* [Data provided]
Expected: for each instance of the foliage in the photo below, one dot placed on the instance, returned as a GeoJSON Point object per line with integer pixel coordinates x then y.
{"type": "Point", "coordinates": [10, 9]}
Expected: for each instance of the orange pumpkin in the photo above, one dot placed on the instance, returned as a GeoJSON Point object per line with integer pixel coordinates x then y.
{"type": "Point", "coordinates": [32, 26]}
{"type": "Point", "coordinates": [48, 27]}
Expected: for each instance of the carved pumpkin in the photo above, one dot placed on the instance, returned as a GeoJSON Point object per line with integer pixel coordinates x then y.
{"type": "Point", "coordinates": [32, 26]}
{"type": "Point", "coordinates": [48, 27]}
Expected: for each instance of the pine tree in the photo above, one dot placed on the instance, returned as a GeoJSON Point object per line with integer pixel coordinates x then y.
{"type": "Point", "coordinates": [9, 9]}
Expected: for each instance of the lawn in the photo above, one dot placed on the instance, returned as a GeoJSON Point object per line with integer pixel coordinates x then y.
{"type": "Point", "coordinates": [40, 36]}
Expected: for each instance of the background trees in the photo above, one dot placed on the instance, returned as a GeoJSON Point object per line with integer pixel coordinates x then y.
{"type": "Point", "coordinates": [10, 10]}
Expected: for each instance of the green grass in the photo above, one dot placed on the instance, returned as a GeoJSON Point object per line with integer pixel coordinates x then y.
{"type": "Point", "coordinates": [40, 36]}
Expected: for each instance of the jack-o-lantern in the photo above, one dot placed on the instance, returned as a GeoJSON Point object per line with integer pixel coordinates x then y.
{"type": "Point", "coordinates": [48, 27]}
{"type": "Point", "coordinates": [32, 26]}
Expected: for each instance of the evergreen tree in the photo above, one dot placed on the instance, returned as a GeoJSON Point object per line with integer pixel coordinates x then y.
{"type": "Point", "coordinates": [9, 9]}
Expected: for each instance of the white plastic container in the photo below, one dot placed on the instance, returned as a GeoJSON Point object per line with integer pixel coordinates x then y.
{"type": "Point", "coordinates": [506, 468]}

* [Exercise prompt] Shift every point coordinate in the answers by -25 and write the material out again, request lines included. Begin at the line that has "Expected: for each instance of the lawn", and stop after the last line of the material.

* [Task output]
Expected: for each instance of the lawn in the photo above, one dot placed on the instance, returned as a GeoJSON Point object per line with integer pixel coordinates x then y.
{"type": "Point", "coordinates": [15, 11]}
Expected: for each instance of the background trees in the photo above, one dot placed on the instance, returned as a GeoJSON Point object per line with integer pixel coordinates x then y.
{"type": "Point", "coordinates": [-15, -15]}
Expected: for each instance of the green grass in the photo above, one dot placed on the instance, returned as a GeoJSON Point object per line with integer pixel coordinates x then y.
{"type": "Point", "coordinates": [15, 11]}
Expected: for each instance of the jack-o-lantern in the photo above, one dot placed on the instance, returned as a GeoJSON Point object per line with integer pixel coordinates x then y.
{"type": "Point", "coordinates": [23, 2]}
{"type": "Point", "coordinates": [7, 1]}
Expected: for each instance of the evergreen tree in the photo above, one dot placed on the instance, returned as a GeoJSON Point object per line with integer pixel coordinates x then y.
{"type": "Point", "coordinates": [-16, -16]}
Expected: for each instance of the white plastic container in the photo below, one dot placed on the instance, returned as a GeoJSON Point object per line with integer pixel coordinates x then y.
{"type": "Point", "coordinates": [481, 443]}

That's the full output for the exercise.